• _Text shown_
Still, we are conditioned to fawn over those at the top, whether it’s a boss, a religious leader, the popular kid at school, a movie star, or a pop icon. And yet, the people closest to our hearts, the ones we love most, are often the ones we take for granted, disrespect, or lash out upon. Ourselves, most of all.
I wonder if this is because we rarely see models in the media we worship showing us how to treat ourselves well. Sitcoms, dramas, rom-coms, politics, and news all flood our feedback loops with conflict, manipulation, and humor at the expense of someone’s dignity. All the while, they distract us from exploring what’s quietly operating in the subconscious.
The Golden Rule tells us: Treat others how you’d like to be treated.
But what happens when science tells us the Sacred is something to poke and prod? When politics tell us to blame the “other”? When culture tells us to trade privacy for dopamine? When media encourages dehumanization and entertainment glorifies trauma-bonding?

• _Study material_
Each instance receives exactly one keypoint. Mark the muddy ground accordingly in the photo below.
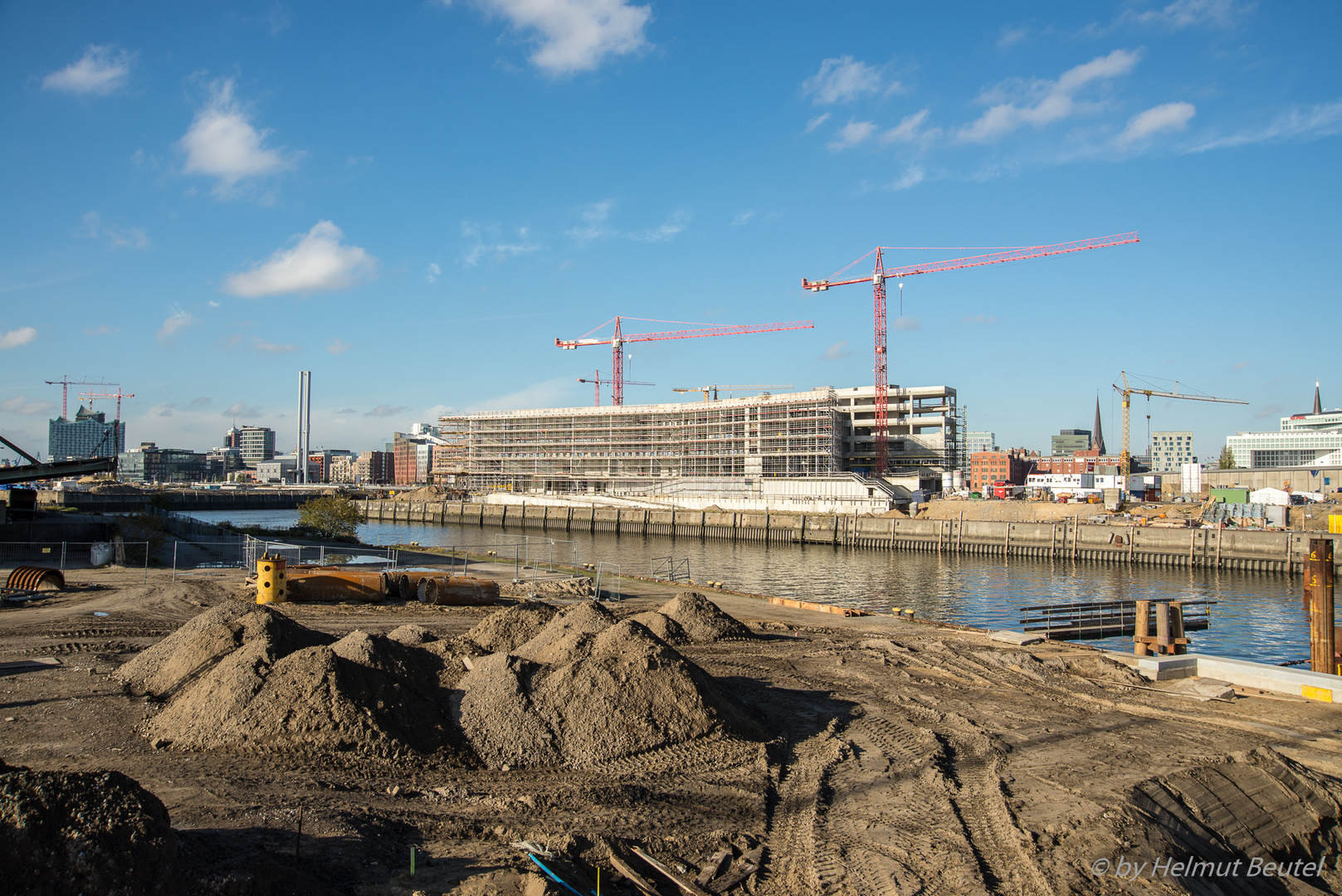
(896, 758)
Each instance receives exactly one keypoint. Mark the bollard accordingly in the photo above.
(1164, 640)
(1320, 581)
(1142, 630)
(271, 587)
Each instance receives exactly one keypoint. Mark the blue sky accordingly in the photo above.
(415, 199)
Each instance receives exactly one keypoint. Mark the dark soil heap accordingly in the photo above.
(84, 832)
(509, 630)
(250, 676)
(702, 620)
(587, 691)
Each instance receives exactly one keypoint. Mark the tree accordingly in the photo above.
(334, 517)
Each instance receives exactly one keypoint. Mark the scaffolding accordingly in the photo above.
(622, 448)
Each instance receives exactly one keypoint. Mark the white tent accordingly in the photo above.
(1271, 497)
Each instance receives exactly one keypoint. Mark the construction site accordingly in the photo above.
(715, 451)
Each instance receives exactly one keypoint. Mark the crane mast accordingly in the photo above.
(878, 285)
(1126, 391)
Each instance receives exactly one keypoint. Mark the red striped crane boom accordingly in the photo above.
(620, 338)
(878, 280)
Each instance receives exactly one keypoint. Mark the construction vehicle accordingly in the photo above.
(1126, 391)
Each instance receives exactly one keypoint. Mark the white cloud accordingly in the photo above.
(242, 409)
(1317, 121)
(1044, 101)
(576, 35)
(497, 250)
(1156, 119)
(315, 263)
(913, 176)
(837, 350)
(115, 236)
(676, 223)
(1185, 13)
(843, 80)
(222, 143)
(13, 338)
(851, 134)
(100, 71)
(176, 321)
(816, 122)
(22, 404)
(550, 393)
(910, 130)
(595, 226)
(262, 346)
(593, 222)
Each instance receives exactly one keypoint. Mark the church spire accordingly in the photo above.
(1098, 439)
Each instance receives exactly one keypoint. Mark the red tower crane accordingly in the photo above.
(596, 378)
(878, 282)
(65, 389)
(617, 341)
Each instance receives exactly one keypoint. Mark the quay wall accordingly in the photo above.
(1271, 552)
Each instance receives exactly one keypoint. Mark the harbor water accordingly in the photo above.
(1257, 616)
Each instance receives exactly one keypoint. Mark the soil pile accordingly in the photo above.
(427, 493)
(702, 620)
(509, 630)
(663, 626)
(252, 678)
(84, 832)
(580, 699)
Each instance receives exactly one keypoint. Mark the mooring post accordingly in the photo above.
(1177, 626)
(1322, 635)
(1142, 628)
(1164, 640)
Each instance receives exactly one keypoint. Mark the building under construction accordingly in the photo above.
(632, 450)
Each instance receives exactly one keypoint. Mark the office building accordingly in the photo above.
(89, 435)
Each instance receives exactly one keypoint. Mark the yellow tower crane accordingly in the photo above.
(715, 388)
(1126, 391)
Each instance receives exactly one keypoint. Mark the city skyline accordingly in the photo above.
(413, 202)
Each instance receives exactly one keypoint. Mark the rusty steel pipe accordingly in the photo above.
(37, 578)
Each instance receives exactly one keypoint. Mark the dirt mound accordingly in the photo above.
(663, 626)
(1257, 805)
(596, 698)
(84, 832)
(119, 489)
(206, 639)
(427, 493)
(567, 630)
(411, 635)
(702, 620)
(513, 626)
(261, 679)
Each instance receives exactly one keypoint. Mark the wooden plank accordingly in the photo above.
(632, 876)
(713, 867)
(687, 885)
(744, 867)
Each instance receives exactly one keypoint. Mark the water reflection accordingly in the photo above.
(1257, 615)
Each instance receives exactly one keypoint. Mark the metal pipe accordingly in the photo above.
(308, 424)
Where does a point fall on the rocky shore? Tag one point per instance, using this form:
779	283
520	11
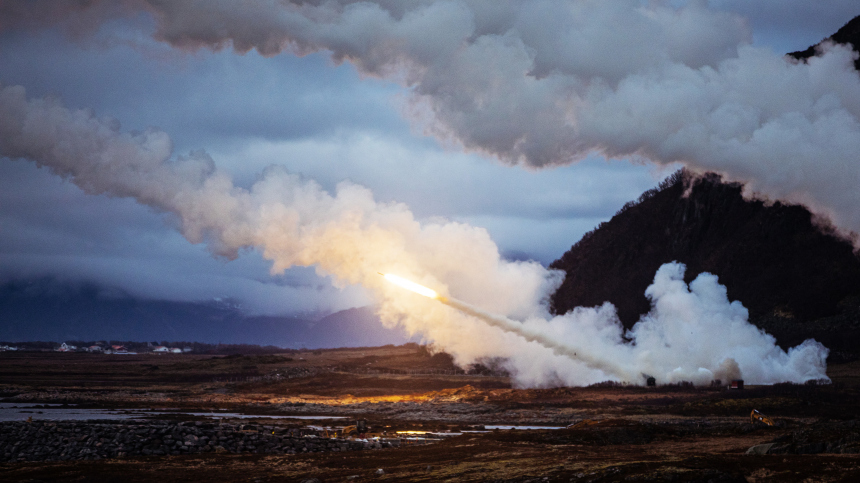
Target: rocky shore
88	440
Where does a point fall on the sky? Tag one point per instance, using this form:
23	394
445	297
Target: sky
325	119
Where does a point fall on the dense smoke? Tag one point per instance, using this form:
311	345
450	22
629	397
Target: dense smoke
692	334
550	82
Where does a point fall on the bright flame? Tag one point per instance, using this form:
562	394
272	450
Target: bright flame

• _Your assignment_
Please return the text on the Golden Rule word for word between "Still, we are" and "to be treated.", inclusive.

• _Final answer_
Still, we are conditioned to fawn over those at the top, whether it’s a boss, a religious leader, the popular kid at school, a movie star, or a pop icon. And yet, the people closest to our hearts, the ones we love most, are often the ones we take for granted, disrespect, or lash out upon. Ourselves, most of all.
I wonder if this is because we rarely see models in the media we worship showing us how to treat ourselves well. Sitcoms, dramas, rom-coms, politics, and news all flood our feedback loops with conflict, manipulation, and humor at the expense of someone’s dignity. All the while, they distract us from exploring what’s quietly operating in the subconscious.
The Golden Rule tells us: Treat others how you’d like to be treated.